TASK INSTRUCTIONS => When you reach a picture, pass over it; otherwise repeat the listing word for word.

EXERCISE DATA =>
____

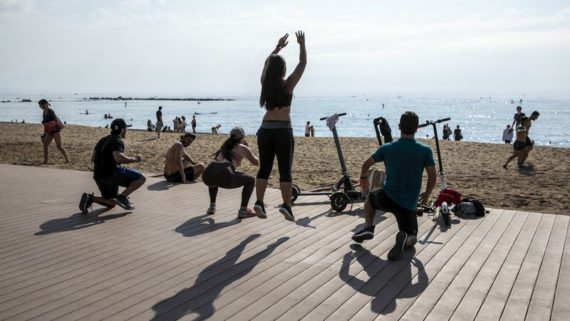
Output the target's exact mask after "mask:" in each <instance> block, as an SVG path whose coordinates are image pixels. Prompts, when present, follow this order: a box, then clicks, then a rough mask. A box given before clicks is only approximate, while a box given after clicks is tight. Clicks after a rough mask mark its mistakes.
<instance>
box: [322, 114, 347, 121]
mask: <svg viewBox="0 0 570 321" xmlns="http://www.w3.org/2000/svg"><path fill="white" fill-rule="evenodd" d="M337 116H338V117H340V116H346V113H340V114H337ZM329 117H330V116H327V117H323V118H321V119H320V120H326V119H327V118H329Z"/></svg>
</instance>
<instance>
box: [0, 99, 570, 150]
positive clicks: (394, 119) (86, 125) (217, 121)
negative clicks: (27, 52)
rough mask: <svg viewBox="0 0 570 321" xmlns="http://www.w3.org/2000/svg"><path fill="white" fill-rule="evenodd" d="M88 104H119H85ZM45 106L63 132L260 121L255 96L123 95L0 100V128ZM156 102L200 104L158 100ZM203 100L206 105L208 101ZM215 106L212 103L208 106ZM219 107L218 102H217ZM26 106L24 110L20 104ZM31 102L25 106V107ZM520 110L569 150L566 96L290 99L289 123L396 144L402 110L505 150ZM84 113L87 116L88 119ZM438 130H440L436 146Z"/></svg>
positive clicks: (20, 104) (244, 123) (553, 142)
mask: <svg viewBox="0 0 570 321" xmlns="http://www.w3.org/2000/svg"><path fill="white" fill-rule="evenodd" d="M92 97H97V98H100V97H110V98H118V97H122V98H124V99H116V100H90V99H89V98H92ZM41 98H45V99H47V100H48V101H50V103H51V105H52V108H53V109H54V111H55V112H56V114H57V115H58V117H59V118H61V119H62V120H63V121H65V122H66V123H68V124H75V125H85V126H91V127H105V126H106V125H108V124H109V123H110V122H111V120H109V119H105V118H104V115H105V114H111V115H112V116H113V117H114V118H124V119H125V120H126V121H127V122H129V123H132V124H133V128H136V129H143V130H144V129H146V128H147V125H146V124H147V120H148V119H150V120H151V121H152V122H153V123H154V122H155V121H156V118H155V112H156V110H157V109H158V106H162V107H163V109H162V111H163V120H164V124H165V125H166V126H171V127H172V126H173V122H172V120H173V119H174V118H175V117H176V116H178V117H180V116H185V117H186V122H187V123H188V126H187V127H186V130H187V131H190V130H191V127H190V120H191V119H192V116H194V115H195V116H196V119H197V131H198V132H210V130H211V127H212V126H215V125H216V124H221V125H222V126H221V128H220V130H219V133H220V134H227V133H229V131H230V130H231V129H232V128H233V127H235V126H240V127H243V128H244V130H245V131H246V133H247V134H248V135H254V134H255V132H256V131H257V129H258V128H259V125H260V123H261V119H262V117H263V114H264V109H262V108H260V107H259V103H258V96H257V95H225V96H222V95H211V94H210V95H200V96H188V95H144V94H138V95H126V94H101V93H98V94H95V93H93V94H84V93H81V94H79V93H77V94H76V93H71V94H69V93H68V94H54V93H51V94H0V101H1V103H0V121H4V122H21V121H25V122H26V123H40V122H41V118H42V117H41V111H40V109H39V108H38V104H37V101H38V100H39V99H41ZM125 98H153V100H125ZM160 98H169V99H171V98H177V99H193V98H195V99H198V100H160ZM206 99H208V100H206ZM210 99H214V100H210ZM216 99H222V100H216ZM22 100H26V101H27V102H22ZM28 100H29V101H28ZM519 105H520V106H522V108H523V112H525V113H526V114H527V115H530V113H531V112H532V111H534V110H537V111H539V112H540V117H539V118H538V120H536V121H534V122H533V126H532V128H531V131H530V134H529V136H530V137H531V139H533V140H534V141H535V143H536V144H537V145H540V146H553V147H564V148H569V147H570V127H569V126H567V123H568V120H570V110H568V108H567V106H569V105H570V97H569V96H568V95H557V94H551V95H547V94H544V95H528V94H527V95H508V94H502V95H501V94H494V95H490V94H461V93H456V94H453V93H450V94H443V93H439V94H438V93H427V94H426V93H415V94H408V93H402V94H396V93H386V94H355V95H349V94H346V95H341V94H338V95H312V96H306V95H295V96H294V98H293V102H292V109H291V120H292V126H293V133H294V135H295V136H304V128H305V123H306V122H307V121H310V122H311V124H312V125H313V126H314V129H315V136H317V137H330V136H332V133H331V131H330V130H329V129H328V128H327V127H326V124H325V122H324V121H320V120H319V119H320V118H322V117H327V116H330V115H332V114H334V113H347V115H346V116H344V117H341V118H340V120H339V122H338V123H337V130H338V133H339V135H340V136H341V137H371V138H373V137H376V133H375V130H374V126H373V123H372V121H373V119H375V118H377V117H384V118H385V119H386V120H387V121H388V123H389V124H390V126H391V128H392V135H393V136H394V137H398V136H399V131H398V126H397V125H398V121H399V117H400V115H401V114H402V113H403V112H404V111H407V110H411V111H414V112H416V113H417V114H418V115H419V117H420V123H425V122H426V121H428V120H429V121H435V120H438V119H442V118H451V119H450V121H448V122H446V123H447V124H448V125H449V126H450V127H451V128H452V129H454V128H456V126H458V125H459V126H460V128H461V130H462V133H463V137H464V140H465V141H473V142H483V143H503V141H502V133H503V130H504V129H505V128H506V126H507V125H510V124H511V123H512V121H513V115H514V113H515V108H516V106H519ZM86 111H88V114H86ZM443 124H444V123H441V124H438V127H437V128H438V136H439V137H440V138H441V134H442V128H443ZM416 137H418V138H426V137H427V138H431V137H433V129H432V127H431V126H429V127H426V128H420V129H419V130H418V133H417V135H416Z"/></svg>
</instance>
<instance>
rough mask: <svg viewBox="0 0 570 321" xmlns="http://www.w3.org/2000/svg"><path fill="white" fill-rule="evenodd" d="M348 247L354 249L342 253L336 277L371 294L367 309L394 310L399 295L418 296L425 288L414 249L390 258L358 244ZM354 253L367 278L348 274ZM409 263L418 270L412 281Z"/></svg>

____

ANSWER TO THIS EXERCISE =>
Output the target's exact mask after "mask:" in each <instance> block, as an SVG path whose coordinates are image pixels. Prompts, when present, follow this order: a box, then clicks, then a rough mask. A box given before clicks is only approximate, while a box given after clicks is tight. Clicks after a rough mask mark its mistakes.
<instance>
box: [322, 114, 347, 121]
mask: <svg viewBox="0 0 570 321" xmlns="http://www.w3.org/2000/svg"><path fill="white" fill-rule="evenodd" d="M337 116H338V117H340V116H346V113H340V114H337ZM329 117H330V116H327V117H323V118H321V119H320V120H326V119H327V118H329Z"/></svg>
</instance>
<instance>
box: [0, 99, 570, 150]
positive clicks: (394, 119) (86, 125) (217, 121)
negative clicks: (27, 52)
rough mask: <svg viewBox="0 0 570 321" xmlns="http://www.w3.org/2000/svg"><path fill="white" fill-rule="evenodd" d="M88 104H119H85ZM45 106L63 132L260 121L255 96L123 95L0 100V128ZM156 102L200 104L158 100ZM203 100L206 105L208 101ZM215 106L212 103L208 106ZM219 107L218 102H217ZM26 106L24 110L20 104ZM31 102L25 106V107ZM520 110L569 150L566 96L290 99L289 123L396 144L402 110L505 150ZM84 113L87 116L88 119ZM438 130H440L436 146Z"/></svg>
positive clicks: (20, 104) (244, 123) (553, 142)
mask: <svg viewBox="0 0 570 321" xmlns="http://www.w3.org/2000/svg"><path fill="white" fill-rule="evenodd" d="M92 97H97V98H100V97H110V98H118V97H122V98H124V99H116V100H90V99H89V98H92ZM41 98H45V99H47V100H48V101H50V103H51V105H52V108H53V109H54V111H55V112H56V114H57V115H58V117H59V118H61V119H62V120H63V121H65V122H66V123H68V124H75V125H85V126H91V127H105V126H106V125H108V124H109V123H110V122H111V120H109V119H105V118H104V115H105V114H111V115H112V116H113V117H114V118H124V119H125V120H126V121H127V122H129V123H132V124H133V128H136V129H143V130H144V129H146V128H147V125H146V124H147V120H148V119H150V120H151V121H152V122H153V123H154V122H155V121H156V118H155V112H156V110H157V109H158V106H162V107H163V109H162V111H163V120H164V124H165V125H166V126H171V127H172V126H173V122H172V120H173V119H174V118H175V117H176V116H178V117H180V116H185V117H186V122H187V123H188V126H187V127H186V130H187V131H190V130H191V127H190V120H191V119H192V116H194V115H195V116H196V119H197V131H198V132H210V130H211V127H212V126H215V125H216V124H221V125H222V126H221V128H220V130H219V133H220V134H227V133H229V131H230V130H231V129H232V128H233V127H235V126H240V127H243V128H244V130H245V131H246V133H247V134H248V135H254V134H255V132H256V131H257V129H258V128H259V125H260V123H261V119H262V117H263V114H264V109H262V108H260V107H259V103H258V96H257V95H225V96H222V95H211V94H210V95H200V96H188V95H144V94H138V95H126V94H101V93H98V94H95V93H93V94H84V93H81V94H79V93H77V94H76V93H71V94H69V93H68V94H54V93H51V94H0V101H1V103H0V121H4V122H21V121H25V122H26V123H40V122H41V118H42V117H41V111H40V109H39V108H38V104H37V101H38V100H39V99H41ZM125 98H153V100H125ZM160 98H169V99H171V98H177V99H193V98H195V99H198V100H160ZM206 99H208V100H206ZM210 99H214V100H210ZM216 99H222V100H216ZM22 100H26V101H27V102H22ZM28 100H29V101H28ZM519 105H520V106H522V108H523V112H525V113H526V114H527V115H530V113H531V112H532V111H534V110H537V111H539V112H540V117H539V118H538V120H536V121H534V122H533V126H532V128H531V131H530V134H529V136H530V137H531V139H533V140H534V141H535V143H536V144H537V145H540V146H553V147H564V148H569V147H570V127H569V126H567V123H568V120H570V110H568V108H567V106H569V105H570V97H569V96H568V95H557V94H551V95H547V94H544V95H528V94H527V95H508V94H502V95H501V94H494V95H490V94H461V93H456V94H453V93H450V94H443V93H439V94H438V93H427V94H426V93H415V94H408V93H402V94H396V93H386V94H355V95H349V94H346V95H341V94H338V95H312V96H306V95H295V96H294V98H293V102H292V109H291V120H292V126H293V133H294V135H295V136H304V128H305V123H306V122H307V121H310V122H311V124H312V125H313V126H314V129H315V136H317V137H330V136H332V133H331V131H330V130H329V129H328V128H327V127H326V124H325V122H324V121H320V120H319V119H320V118H322V117H327V116H330V115H332V114H334V113H347V115H346V116H344V117H341V118H340V120H339V122H338V123H337V130H338V133H339V135H340V136H341V137H371V138H373V137H376V133H375V130H374V126H373V123H372V121H373V119H375V118H377V117H384V118H385V119H386V120H387V121H388V123H389V124H390V126H391V128H392V135H393V136H394V137H398V136H399V131H398V126H397V125H398V121H399V117H400V115H401V114H402V113H403V112H404V111H407V110H411V111H414V112H416V113H417V114H418V115H419V117H420V123H425V122H426V121H428V120H429V121H435V120H438V119H442V118H451V119H450V121H448V122H446V123H447V124H448V125H449V126H450V127H451V128H452V129H454V128H456V126H458V125H459V126H460V128H461V130H462V133H463V137H464V140H465V141H473V142H483V143H503V141H502V133H503V130H504V129H505V128H506V126H507V125H510V124H511V123H512V121H513V115H514V113H515V108H516V106H519ZM86 111H88V114H86ZM443 124H444V123H441V124H438V127H437V128H438V136H439V137H440V138H441V134H442V128H443ZM416 137H418V138H426V137H427V138H431V137H433V129H432V127H431V126H429V127H426V128H420V129H419V130H418V133H417V135H416Z"/></svg>
</instance>
<instance>
rough mask: <svg viewBox="0 0 570 321" xmlns="http://www.w3.org/2000/svg"><path fill="white" fill-rule="evenodd" d="M348 247L354 249L342 253L336 277L371 294L367 309L394 310L399 295L418 296L425 288L414 249L390 258L358 244ZM354 253L367 278L348 274ZM409 263L418 270L412 281Z"/></svg>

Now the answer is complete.